● What you are asked to do: Copying exactly, give the lines in the material below from the one with "Wildlife-survey tagging: tag each instance of the microphone" to the one with "Wildlife-survey tagging: tag each instance of the lectern", ends included, and nothing besides.

● Records shown:
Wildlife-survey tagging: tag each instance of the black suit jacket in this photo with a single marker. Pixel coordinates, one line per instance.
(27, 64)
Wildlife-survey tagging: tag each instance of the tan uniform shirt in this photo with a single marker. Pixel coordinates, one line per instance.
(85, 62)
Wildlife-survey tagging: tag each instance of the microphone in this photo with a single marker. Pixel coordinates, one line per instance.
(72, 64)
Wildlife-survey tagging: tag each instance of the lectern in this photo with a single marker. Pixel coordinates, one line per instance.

* * *

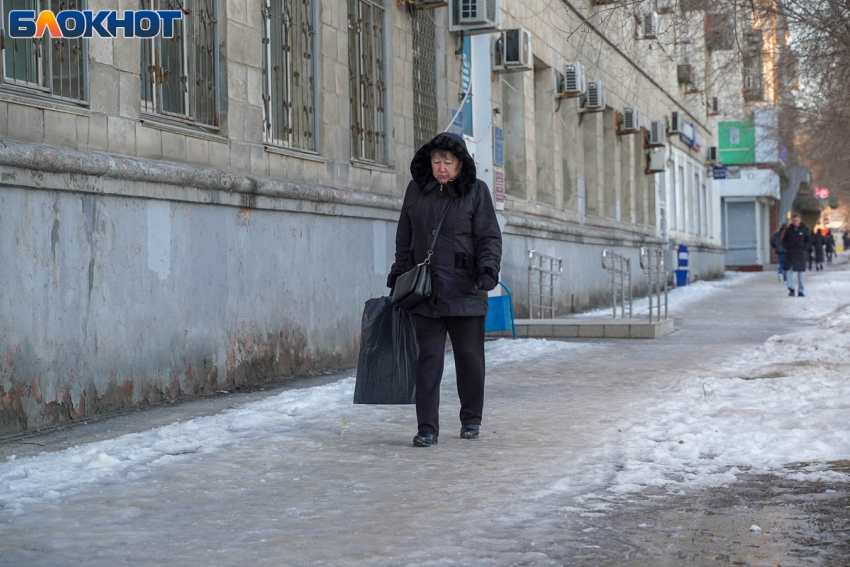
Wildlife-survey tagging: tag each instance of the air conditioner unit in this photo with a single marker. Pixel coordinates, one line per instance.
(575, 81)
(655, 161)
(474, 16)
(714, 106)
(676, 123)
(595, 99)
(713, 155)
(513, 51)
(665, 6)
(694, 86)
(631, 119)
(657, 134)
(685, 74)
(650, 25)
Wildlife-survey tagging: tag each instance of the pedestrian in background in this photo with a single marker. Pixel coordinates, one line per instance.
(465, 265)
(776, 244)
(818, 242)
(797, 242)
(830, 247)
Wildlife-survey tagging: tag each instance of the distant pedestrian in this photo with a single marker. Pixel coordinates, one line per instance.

---

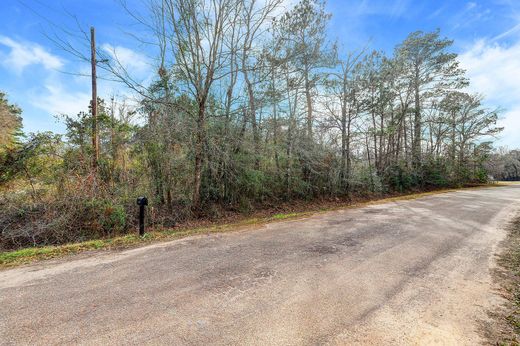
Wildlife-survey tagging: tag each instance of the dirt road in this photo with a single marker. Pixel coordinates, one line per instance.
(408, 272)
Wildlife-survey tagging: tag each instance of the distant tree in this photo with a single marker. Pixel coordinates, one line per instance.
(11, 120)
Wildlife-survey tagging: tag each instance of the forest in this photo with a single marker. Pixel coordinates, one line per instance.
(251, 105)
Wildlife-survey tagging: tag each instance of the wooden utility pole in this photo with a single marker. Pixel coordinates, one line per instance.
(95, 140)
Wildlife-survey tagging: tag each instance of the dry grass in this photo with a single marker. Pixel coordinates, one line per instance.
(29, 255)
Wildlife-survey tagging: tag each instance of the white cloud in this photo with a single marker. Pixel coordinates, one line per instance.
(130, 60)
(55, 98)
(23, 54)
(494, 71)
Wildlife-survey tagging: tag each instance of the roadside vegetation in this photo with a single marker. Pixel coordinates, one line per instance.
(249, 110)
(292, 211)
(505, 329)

● Output for this exercise:
Wildlife-survey tagging: tag each instance of the microphone in this photo with a single marker. Pixel coordinates, one line per instance.
(72, 64)
Wildlife-survey tagging: tag each instance of the lectern in this photo with a single marker. Pixel coordinates, one line per instance.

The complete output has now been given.